Entries provided =>
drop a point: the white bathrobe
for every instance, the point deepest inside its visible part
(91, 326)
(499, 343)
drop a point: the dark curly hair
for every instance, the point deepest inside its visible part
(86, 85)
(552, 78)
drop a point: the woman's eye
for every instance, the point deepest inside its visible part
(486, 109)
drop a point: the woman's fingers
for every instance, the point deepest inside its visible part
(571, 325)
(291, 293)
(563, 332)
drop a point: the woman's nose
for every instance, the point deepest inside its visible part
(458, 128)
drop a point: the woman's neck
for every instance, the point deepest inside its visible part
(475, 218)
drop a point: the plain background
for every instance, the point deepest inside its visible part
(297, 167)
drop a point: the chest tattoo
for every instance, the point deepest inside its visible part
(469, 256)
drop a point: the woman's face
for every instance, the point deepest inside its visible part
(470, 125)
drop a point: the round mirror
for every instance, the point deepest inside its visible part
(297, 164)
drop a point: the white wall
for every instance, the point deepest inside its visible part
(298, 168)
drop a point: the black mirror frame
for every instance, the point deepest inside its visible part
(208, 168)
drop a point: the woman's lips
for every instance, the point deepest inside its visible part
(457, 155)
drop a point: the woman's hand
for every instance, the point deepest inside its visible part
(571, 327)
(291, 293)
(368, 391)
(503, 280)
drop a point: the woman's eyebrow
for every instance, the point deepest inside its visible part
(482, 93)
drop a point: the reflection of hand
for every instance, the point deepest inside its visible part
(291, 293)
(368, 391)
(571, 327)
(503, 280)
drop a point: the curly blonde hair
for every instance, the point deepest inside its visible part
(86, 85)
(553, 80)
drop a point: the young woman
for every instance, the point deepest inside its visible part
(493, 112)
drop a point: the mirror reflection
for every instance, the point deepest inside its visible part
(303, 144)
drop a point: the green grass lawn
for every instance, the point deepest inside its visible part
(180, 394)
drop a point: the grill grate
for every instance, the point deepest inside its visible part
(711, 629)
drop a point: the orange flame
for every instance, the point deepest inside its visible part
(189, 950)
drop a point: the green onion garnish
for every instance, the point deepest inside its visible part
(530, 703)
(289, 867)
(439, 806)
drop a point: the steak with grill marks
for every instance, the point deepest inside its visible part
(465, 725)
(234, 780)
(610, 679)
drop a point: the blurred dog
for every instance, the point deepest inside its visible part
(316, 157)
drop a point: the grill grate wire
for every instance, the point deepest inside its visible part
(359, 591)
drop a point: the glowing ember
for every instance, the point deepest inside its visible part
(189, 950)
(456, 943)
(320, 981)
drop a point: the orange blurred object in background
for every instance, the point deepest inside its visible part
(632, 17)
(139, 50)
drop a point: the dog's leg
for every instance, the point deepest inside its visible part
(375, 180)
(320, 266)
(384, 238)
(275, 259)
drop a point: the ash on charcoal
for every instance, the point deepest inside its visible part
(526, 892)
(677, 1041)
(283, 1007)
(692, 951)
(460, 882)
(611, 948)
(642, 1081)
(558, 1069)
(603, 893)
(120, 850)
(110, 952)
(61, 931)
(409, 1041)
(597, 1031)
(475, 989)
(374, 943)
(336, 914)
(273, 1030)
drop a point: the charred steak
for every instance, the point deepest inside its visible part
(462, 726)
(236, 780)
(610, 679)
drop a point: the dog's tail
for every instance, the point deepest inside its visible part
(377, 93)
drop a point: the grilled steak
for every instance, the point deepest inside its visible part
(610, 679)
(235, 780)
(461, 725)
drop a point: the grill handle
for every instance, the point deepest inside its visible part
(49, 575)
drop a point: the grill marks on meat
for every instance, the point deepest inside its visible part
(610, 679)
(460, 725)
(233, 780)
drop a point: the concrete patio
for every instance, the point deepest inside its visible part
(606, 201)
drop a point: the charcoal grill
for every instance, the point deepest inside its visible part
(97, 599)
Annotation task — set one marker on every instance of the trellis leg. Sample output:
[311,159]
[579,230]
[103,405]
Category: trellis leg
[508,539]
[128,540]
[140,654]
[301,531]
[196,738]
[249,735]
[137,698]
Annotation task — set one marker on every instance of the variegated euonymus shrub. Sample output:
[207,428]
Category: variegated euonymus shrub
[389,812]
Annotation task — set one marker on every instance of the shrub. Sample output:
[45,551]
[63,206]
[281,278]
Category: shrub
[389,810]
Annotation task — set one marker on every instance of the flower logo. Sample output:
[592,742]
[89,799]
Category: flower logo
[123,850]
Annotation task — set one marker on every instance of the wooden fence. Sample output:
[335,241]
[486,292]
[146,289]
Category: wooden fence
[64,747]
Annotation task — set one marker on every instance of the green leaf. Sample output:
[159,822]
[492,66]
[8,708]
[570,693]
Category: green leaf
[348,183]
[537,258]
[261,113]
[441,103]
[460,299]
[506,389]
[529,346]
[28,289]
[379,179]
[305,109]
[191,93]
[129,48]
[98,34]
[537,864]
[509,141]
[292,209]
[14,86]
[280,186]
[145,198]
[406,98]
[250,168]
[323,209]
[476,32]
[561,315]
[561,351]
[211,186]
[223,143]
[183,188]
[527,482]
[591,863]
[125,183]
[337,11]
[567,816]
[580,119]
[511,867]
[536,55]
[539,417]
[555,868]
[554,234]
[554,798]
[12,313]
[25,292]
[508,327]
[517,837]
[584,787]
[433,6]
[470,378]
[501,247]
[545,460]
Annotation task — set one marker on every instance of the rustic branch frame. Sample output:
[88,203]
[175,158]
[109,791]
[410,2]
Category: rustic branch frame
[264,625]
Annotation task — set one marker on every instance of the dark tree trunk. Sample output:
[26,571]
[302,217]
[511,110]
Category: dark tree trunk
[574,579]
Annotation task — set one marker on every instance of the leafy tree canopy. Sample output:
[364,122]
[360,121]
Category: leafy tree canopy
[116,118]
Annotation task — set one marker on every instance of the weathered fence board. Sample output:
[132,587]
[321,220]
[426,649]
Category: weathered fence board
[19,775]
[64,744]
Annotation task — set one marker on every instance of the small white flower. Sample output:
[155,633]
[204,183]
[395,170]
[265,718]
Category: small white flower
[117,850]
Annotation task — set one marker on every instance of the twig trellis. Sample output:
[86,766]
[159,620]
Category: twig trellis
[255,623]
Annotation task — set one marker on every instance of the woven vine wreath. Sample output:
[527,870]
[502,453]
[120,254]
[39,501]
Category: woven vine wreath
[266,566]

Activity => Whenever the string "woman" turns up in a line of the data, copy that line.

Response to this exercise =>
drop a point: the woman's eye
drop a point: the woman's fingers
drop a point: the woman's nose
drop a point: the woman's neck
drop a point: the woman's face
drop a point: the woman's lips
drop a point: the woman's hand
drop a point: the woman's eyebrow
drop a point: the young woman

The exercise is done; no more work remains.